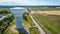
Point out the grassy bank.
[34,14,60,34]
[29,27,40,34]
[22,13,35,26]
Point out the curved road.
[29,14,46,34]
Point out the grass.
[5,20,19,34]
[22,13,35,26]
[34,14,60,34]
[29,27,40,34]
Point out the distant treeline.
[0,6,60,8]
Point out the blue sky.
[0,0,60,6]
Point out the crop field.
[29,27,40,34]
[33,14,60,34]
[22,13,35,26]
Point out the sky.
[0,0,60,6]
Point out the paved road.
[29,14,46,34]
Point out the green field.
[22,13,35,26]
[29,27,40,34]
[33,14,60,34]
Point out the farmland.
[33,14,60,34]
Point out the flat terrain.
[31,10,60,15]
[33,14,60,34]
[29,27,40,34]
[22,13,35,26]
[30,10,60,34]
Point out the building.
[10,7,26,29]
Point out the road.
[29,14,46,34]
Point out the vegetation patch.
[29,27,40,34]
[34,14,60,34]
[22,13,35,26]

*To do*
Swap "road" for "street" wherever it occurs in the lines above and change nothing else. Omit the pictures from your answer.

*Full response*
Point out the grassy bank.
[34,14,60,34]
[29,27,40,34]
[22,13,35,26]
Point out the curved street.
[29,14,46,34]
Point out the grass.
[5,20,19,34]
[22,13,35,26]
[34,14,60,34]
[29,27,40,34]
Point out the distant treeline.
[0,6,60,8]
Point out the blue sky.
[0,0,60,6]
Point out the crop field.
[29,27,40,34]
[33,14,60,34]
[22,13,35,26]
Point out the sky.
[0,0,60,6]
Point out the paved street.
[29,14,46,34]
Point out the green field.
[22,13,35,26]
[29,27,40,34]
[33,14,60,34]
Point out the farmland.
[33,14,60,34]
Point out the flat terrain.
[31,10,60,15]
[33,14,60,34]
[29,27,40,34]
[22,13,35,26]
[30,10,60,34]
Point out the building.
[10,7,26,29]
Point out the street.
[29,14,46,34]
Point out the vegetation patch.
[29,27,40,34]
[34,14,60,34]
[22,13,35,26]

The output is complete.